• _Page extract_
------------------------------------------------

What Is Title Insurance?

Title insurance is protection against loss arising from problems connected to the title to your property.

Before you purchased your home, it may have gone through several ownership changes, and the land on which it stands went through many more. There may be a weak link at any point in that chain that could emerge to cause trouble. For example, someone along the way may have forged a signature in transferring title. Or there may be unpaid real estate taxes or other liens. Title insurance covers the insured party for any claims and legal fees that arise out of such problems.

Is Purchasing Title Insurance Obligatory?

It is if you need a mortgage, because all mortgage lenders require such protection for an amount equal to the loan. It lasts until the loan is repaid. As with mortgage insurance, it protects the lender but you pay the premium, which is a single-payment made upfront.

Does Title Insurance Do Anything For Me?

The required insurance protects the lender up to the amount of the mortgage, but it doesn’t protect your equity in the property. For that you need an owner’s title policy for the full value of the home. In many areas, sellers pay for owner policies as part of their obligation to deliver good title to the buyer. In other areas, borrowers must buy it as an add-on to the lender policy. It is advisable to do this because the additional cost above the cost of the lender policy is...

Doesn't the Lender Policy Indirectly Protect Me?

No, title policies are indemnity policies, they protect against loss, and a lender policy would only cover the lender's loss. Of course, the fact that the insurer issued a policy to the lender indicates that the title has been searched and nothing amiss has been found, but no search is 100% dependable. That is why an insurance policy is issued.

When Does Title Insurance Protection Begin and End?

With the exception noted later, title insurance only protects against losses from claims that arose prior to the date of the policy. Coverage ends on the day the policy is issued and extends backward in time for an indefinite period. This is in marked contrast to property or life insurance, which protect against losses resulting from events that occur after the policy is issued, for a specified period into the future.

For How Long Is the Property Owner Purchasing Title Insurance Covered?

------------------------------------------------

• _Work to do_
(A) List every heading in the title insurance text that is phrased as a question.
(B) Rewrite the part of the title insurance text starting at "What Is Title" and ending at "Title Insurance Obligatory?", with "weak link" replaced by "flaw".
The entries from here on come from a separate source and are not part of the title insurance text.

• _Data listing_
------------------------------------------------

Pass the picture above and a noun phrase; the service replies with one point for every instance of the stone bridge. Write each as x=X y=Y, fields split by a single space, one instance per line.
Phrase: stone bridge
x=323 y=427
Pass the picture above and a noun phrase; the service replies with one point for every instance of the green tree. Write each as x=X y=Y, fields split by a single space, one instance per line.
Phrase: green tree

------------------------------------------------

• _Responses for each task_
(A)
What Is Title Insurance?
Is Purchasing Title Insurance Obligatory?
Does Title Insurance Do Anything For Me?
Doesn't the Lender Policy Indirectly Protect Me?
When Does Title Insurance Protection Begin and End?
For How Long Is the Property Owner Purchasing Title Insurance Covered?

(B)
What Is Title Insurance?

Title insurance is protection against loss arising from problems connected to the title to your property.

Before you purchased your home, it may have gone through several ownership changes, and the land on which it stands went through many more. There may be a flaw at any point in that chain that could emerge to cause trouble. For example, someone along the way may have forged a signature in transferring title. Or there may be unpaid real estate taxes or other liens. Title insurance covers the insured party for any claims and legal fees that arise out of such problems.

Is Purchasing Title Insurance Obligatory?